[Selected passage]:
--------------------------------------------------
Let \(\hat{{\delta }}_p \) represent the discrete Fourier transform of the delta function in the pseudo-polar grid, and \(\varphi _p \) denote the mapping function from the Cartesian grid to the pseudo-polar grid. Then, we can calculate the CST coefficients \(\hat{{f}}_{d\left( \theta \right) }^j [n_1, n_2 ]\hat{{w}}_{j,l}^s [n_1, n_2 ]\) in the Cartesian grid (Liu et al. 2014), where

$$\begin{aligned} \hat{{w}}_{j,l}^s [n_1, n_2 ]=\varphi _P^{-1} \left( {\hat{{\delta }}_P \left[ {n_1, n_2 } \right] \tilde{W}\left[ {2^{j}n_2 -l} \right] } \right) \end{aligned}$$

(3)

where \(\tilde{W}\) is a frequency-based Meyer window function. After calculating \(\hat{{f}}_{d\left( \theta \right) }^j [n_1, n_2 ]\hat{{w}}_{j,l}^s [n_1, n_2 ]\), the inverse Fourier transform is used to obtain the coefficients of CST. Original image can be reconstructed perfectly through simple sum (Liu et al. 2013, 2014). CST is described as follows (Liu et al. 2014):

$$\begin{aligned} DST_\psi (f)=f_a^N +\sum _{j=0}^N {\sum _{l=-2^{j}}^{2^{j}-1} {f_d^j {*}w_{j,l}^s } } \end{aligned}$$

(4)

Because DTCWT is translational invariant, CST is also translational invariant through translational invariant shear directional filter (Liu et al. 2014). In addition, DTCWT can produce six high-pass sub-bands. After directional filter is applied to each high-pass sub-band, the coefficients of CST are sparser and more conductive for image fusion.

2.2 The performance of CST in image fusion

To verify the effect of CST, ST in fused algorithm based on regional variance in ST domain (ST-RV) in Miao et al. (2011) is replaced by CST (called CST-RV) to fuse common multi-focus fusion test images. Because the fusion rules are the same in ST-RV and CST-RV, the fusion effect just depends on the contribution of CST and ST. In the experiment, all the decomposition scale is 4, and the directions in every scale are [6 10 10 8]. Figure 1a, b are classical multi-focus fusion images. The size of both images is \(512\times 512\). The fused images and difference images (fused images minus the source image) are shown in Fig. 1c–h.
--------------------------------------------------
[Brief]:
Answer the following about the passage on CST, in one short line each.
(a) What type of window function does the passage use in equation (3)?
(b) How many high-pass sub-bands can DTCWT produce?
(c) What is the size of the two multi-focus images in Figure 1a, b?

[Data block]:
--------------------------------------------------
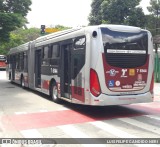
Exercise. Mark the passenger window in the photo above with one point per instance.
(55, 51)
(45, 52)
(80, 43)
--------------------------------------------------
[Answer to this task]:
(a) A frequency-based Meyer window function.
(b) Six.
(c) 512 × 512.